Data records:
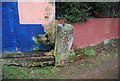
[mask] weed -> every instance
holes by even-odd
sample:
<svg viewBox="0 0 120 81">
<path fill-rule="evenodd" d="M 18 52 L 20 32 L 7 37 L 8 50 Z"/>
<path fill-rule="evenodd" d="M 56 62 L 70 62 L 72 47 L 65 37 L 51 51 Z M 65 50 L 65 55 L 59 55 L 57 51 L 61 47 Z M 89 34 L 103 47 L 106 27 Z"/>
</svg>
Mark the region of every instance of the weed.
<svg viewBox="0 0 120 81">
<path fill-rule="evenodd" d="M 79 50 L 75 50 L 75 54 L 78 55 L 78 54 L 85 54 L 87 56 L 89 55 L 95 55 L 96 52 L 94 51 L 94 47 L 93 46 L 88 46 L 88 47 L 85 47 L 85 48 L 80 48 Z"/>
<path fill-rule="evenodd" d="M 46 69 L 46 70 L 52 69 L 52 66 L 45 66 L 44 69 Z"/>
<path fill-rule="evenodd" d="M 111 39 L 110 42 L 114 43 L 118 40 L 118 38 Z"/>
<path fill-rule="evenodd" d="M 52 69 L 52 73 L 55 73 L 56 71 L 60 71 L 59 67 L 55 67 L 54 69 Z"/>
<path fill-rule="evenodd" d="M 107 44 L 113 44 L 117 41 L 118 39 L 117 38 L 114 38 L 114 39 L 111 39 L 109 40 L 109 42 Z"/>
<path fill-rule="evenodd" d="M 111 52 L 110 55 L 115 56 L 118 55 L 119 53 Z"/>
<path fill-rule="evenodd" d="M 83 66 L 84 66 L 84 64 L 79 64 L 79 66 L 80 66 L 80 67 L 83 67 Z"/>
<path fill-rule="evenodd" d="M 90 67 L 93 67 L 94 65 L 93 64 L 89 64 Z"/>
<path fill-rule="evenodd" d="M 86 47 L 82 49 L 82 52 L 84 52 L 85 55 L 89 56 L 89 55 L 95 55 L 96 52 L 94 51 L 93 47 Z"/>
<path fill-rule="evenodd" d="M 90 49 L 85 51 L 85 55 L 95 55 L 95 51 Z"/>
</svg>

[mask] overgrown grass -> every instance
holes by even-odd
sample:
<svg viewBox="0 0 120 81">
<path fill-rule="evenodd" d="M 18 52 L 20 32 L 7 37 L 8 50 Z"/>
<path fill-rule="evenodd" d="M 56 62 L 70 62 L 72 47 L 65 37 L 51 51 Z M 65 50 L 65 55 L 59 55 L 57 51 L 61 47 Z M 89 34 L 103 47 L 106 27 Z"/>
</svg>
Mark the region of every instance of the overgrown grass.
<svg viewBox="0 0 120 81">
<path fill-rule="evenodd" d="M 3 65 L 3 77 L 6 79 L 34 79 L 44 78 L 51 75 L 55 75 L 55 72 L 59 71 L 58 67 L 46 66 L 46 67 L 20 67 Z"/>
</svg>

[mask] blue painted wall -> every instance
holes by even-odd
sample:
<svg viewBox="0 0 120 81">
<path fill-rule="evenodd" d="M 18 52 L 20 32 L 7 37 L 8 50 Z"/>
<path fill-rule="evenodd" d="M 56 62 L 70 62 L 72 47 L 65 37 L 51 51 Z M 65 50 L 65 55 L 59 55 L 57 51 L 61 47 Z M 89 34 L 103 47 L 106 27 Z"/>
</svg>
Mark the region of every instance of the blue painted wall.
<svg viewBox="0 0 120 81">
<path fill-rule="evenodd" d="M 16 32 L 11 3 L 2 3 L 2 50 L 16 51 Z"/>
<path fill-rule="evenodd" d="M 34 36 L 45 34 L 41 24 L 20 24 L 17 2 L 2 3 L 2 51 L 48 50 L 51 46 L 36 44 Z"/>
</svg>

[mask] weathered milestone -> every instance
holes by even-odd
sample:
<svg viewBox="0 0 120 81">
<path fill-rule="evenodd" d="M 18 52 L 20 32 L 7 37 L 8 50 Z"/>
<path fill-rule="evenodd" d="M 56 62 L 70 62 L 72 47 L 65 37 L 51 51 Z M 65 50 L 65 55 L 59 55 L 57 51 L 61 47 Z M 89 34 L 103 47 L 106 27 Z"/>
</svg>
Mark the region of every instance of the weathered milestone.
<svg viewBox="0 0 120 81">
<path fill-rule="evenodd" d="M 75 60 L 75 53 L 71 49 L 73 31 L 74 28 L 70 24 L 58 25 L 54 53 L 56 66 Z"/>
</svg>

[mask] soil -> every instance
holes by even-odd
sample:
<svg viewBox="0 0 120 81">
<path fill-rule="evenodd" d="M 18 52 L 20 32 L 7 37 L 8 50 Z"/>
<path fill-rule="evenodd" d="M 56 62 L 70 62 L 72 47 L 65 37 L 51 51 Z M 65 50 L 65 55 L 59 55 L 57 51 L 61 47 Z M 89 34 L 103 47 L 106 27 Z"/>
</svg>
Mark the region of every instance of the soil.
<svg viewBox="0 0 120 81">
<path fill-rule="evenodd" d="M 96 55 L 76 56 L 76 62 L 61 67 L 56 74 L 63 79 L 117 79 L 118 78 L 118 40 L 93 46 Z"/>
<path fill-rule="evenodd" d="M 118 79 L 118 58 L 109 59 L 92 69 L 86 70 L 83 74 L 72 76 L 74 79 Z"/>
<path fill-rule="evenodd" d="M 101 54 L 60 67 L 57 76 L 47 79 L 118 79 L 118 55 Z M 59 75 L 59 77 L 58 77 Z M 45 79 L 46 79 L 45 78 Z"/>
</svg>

▶ EXERCISE DIRECTIONS
For each entry, repeat its text exactly and leave out any picture it holds.

▶ RESULT OF THE EXERCISE
[mask] weed -> every instance
holes by even-odd
sample:
<svg viewBox="0 0 120 81">
<path fill-rule="evenodd" d="M 18 52 L 20 32 L 7 37 L 8 50 Z"/>
<path fill-rule="evenodd" d="M 56 62 L 70 62 L 72 47 L 65 37 L 51 51 Z M 65 50 L 65 55 L 59 55 L 57 51 L 61 47 Z M 89 34 L 103 47 L 106 27 Z"/>
</svg>
Mark the region of every instance of the weed.
<svg viewBox="0 0 120 81">
<path fill-rule="evenodd" d="M 79 50 L 75 50 L 75 54 L 78 55 L 78 54 L 85 54 L 87 56 L 89 55 L 95 55 L 96 52 L 94 51 L 94 47 L 93 46 L 88 46 L 88 47 L 85 47 L 85 48 L 80 48 Z"/>
<path fill-rule="evenodd" d="M 46 69 L 46 70 L 52 69 L 52 66 L 45 66 L 44 69 Z"/>
<path fill-rule="evenodd" d="M 111 39 L 110 42 L 114 43 L 118 40 L 118 38 Z"/>
<path fill-rule="evenodd" d="M 52 69 L 52 73 L 55 73 L 56 71 L 60 71 L 59 67 L 55 67 L 54 69 Z"/>
<path fill-rule="evenodd" d="M 107 44 L 113 44 L 117 41 L 118 39 L 117 38 L 114 38 L 114 39 L 111 39 L 109 40 L 109 42 Z"/>
<path fill-rule="evenodd" d="M 111 52 L 110 55 L 115 56 L 118 55 L 119 53 Z"/>
<path fill-rule="evenodd" d="M 83 66 L 84 66 L 84 64 L 79 64 L 79 66 L 80 66 L 80 67 L 83 67 Z"/>
<path fill-rule="evenodd" d="M 90 67 L 93 67 L 94 65 L 93 64 L 89 64 Z"/>
<path fill-rule="evenodd" d="M 86 47 L 82 49 L 82 52 L 84 52 L 85 55 L 89 56 L 89 55 L 95 55 L 96 52 L 94 51 L 93 47 Z"/>
<path fill-rule="evenodd" d="M 90 49 L 85 51 L 85 55 L 95 55 L 95 51 Z"/>
</svg>

[mask] overgrown grass -> every instance
holes by even-odd
sample:
<svg viewBox="0 0 120 81">
<path fill-rule="evenodd" d="M 18 52 L 20 32 L 7 37 L 8 50 Z"/>
<path fill-rule="evenodd" d="M 56 62 L 70 62 L 72 47 L 65 37 L 51 51 Z M 65 50 L 65 55 L 59 55 L 57 51 L 61 47 Z M 89 34 L 103 47 L 106 27 Z"/>
</svg>
Mark the region of every instance of the overgrown grass.
<svg viewBox="0 0 120 81">
<path fill-rule="evenodd" d="M 3 65 L 3 77 L 6 79 L 34 79 L 44 78 L 51 75 L 55 75 L 55 72 L 59 71 L 58 67 L 46 66 L 46 67 L 20 67 Z"/>
</svg>

[mask] blue painted wall -> every instance
holes by even-odd
sample:
<svg viewBox="0 0 120 81">
<path fill-rule="evenodd" d="M 18 52 L 20 32 L 7 37 L 8 50 Z"/>
<path fill-rule="evenodd" d="M 56 62 L 70 62 L 72 47 L 65 37 L 51 51 Z M 65 50 L 65 55 L 59 55 L 57 51 L 61 47 Z M 89 34 L 103 47 L 106 27 Z"/>
</svg>
Mark the region of every instance of the blue painted wall.
<svg viewBox="0 0 120 81">
<path fill-rule="evenodd" d="M 16 32 L 11 3 L 2 3 L 2 50 L 16 51 Z"/>
<path fill-rule="evenodd" d="M 34 36 L 45 34 L 41 24 L 20 24 L 17 2 L 2 3 L 2 51 L 48 50 L 51 46 L 36 44 Z"/>
</svg>

[mask] weathered milestone -> every instance
holes by even-odd
sample:
<svg viewBox="0 0 120 81">
<path fill-rule="evenodd" d="M 18 52 L 20 32 L 7 37 L 8 50 Z"/>
<path fill-rule="evenodd" d="M 56 62 L 70 62 L 72 47 L 65 37 L 51 51 Z M 65 50 L 65 55 L 59 55 L 57 51 L 61 47 Z M 89 34 L 103 47 L 106 27 Z"/>
</svg>
Mark the region of every instance of the weathered milestone.
<svg viewBox="0 0 120 81">
<path fill-rule="evenodd" d="M 75 60 L 75 53 L 71 49 L 73 31 L 74 28 L 70 24 L 58 25 L 54 53 L 56 66 Z"/>
</svg>

[mask] soil -> every instance
holes by even-odd
sample:
<svg viewBox="0 0 120 81">
<path fill-rule="evenodd" d="M 18 52 L 20 32 L 7 37 L 8 50 Z"/>
<path fill-rule="evenodd" d="M 56 62 L 70 62 L 72 47 L 65 37 L 51 51 Z M 65 50 L 65 55 L 59 55 L 57 51 L 61 47 Z M 89 34 L 103 47 L 106 27 Z"/>
</svg>
Mark the region of every instance of the soil.
<svg viewBox="0 0 120 81">
<path fill-rule="evenodd" d="M 96 55 L 76 56 L 76 62 L 61 67 L 56 74 L 63 79 L 117 79 L 118 78 L 118 40 L 93 46 Z"/>
<path fill-rule="evenodd" d="M 118 79 L 118 58 L 109 59 L 92 69 L 86 70 L 83 74 L 72 76 L 74 79 Z"/>
<path fill-rule="evenodd" d="M 101 54 L 60 67 L 57 76 L 47 79 L 118 79 L 118 55 Z M 59 75 L 59 77 L 58 77 Z M 45 79 L 46 79 L 45 78 Z"/>
</svg>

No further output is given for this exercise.